• [Data for this exercise]
= = = =

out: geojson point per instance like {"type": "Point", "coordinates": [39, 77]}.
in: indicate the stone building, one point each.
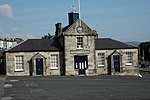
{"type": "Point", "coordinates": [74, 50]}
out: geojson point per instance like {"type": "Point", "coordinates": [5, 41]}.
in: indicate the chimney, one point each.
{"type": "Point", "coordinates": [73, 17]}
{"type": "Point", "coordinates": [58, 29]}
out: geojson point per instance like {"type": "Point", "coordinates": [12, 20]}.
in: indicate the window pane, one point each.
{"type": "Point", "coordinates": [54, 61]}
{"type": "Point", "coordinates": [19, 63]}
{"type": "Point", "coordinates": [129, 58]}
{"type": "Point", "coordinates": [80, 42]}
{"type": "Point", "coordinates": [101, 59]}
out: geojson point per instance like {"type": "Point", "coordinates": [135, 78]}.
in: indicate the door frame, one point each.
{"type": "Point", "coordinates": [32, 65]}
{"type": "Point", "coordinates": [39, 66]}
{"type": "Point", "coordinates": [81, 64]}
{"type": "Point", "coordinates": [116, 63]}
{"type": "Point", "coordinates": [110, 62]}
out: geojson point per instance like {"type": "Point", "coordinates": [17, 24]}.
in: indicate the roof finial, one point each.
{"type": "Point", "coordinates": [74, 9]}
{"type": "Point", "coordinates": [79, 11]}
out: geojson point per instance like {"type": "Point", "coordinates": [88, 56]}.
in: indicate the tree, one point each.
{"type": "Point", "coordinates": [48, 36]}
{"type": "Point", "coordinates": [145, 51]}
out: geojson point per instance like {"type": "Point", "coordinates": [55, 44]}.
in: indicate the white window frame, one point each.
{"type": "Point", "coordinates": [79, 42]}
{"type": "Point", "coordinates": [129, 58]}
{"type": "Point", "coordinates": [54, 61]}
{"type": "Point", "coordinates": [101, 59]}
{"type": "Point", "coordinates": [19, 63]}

= = = =

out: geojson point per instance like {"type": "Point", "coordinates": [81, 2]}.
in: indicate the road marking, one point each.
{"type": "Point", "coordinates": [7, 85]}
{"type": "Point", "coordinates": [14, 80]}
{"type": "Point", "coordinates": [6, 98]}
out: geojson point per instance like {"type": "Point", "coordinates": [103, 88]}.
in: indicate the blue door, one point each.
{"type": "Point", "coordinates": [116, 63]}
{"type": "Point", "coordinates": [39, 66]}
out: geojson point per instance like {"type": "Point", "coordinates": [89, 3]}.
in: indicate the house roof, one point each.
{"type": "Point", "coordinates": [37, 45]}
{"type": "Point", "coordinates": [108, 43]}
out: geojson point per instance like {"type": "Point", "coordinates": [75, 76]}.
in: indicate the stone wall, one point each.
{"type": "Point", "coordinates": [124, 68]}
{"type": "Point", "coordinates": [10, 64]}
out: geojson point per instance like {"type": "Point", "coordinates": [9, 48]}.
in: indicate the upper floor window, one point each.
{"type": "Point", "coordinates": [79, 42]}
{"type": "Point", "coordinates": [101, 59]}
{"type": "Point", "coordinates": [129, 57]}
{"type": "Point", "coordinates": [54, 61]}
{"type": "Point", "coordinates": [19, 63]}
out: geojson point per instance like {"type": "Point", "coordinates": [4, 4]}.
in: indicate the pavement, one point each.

= = = =

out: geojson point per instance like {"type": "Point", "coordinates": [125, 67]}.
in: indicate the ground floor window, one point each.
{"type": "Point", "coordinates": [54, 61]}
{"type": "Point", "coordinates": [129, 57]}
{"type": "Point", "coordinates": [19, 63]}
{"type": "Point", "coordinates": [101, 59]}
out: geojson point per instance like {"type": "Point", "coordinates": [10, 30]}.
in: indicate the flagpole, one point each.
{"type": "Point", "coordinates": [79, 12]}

= = = =

• [Objective] Extract from the records above each line that contains the word "floor".

• [Correct output]
in: indicate the upper floor window, one point each.
in: indicate the ground floor window, one point each.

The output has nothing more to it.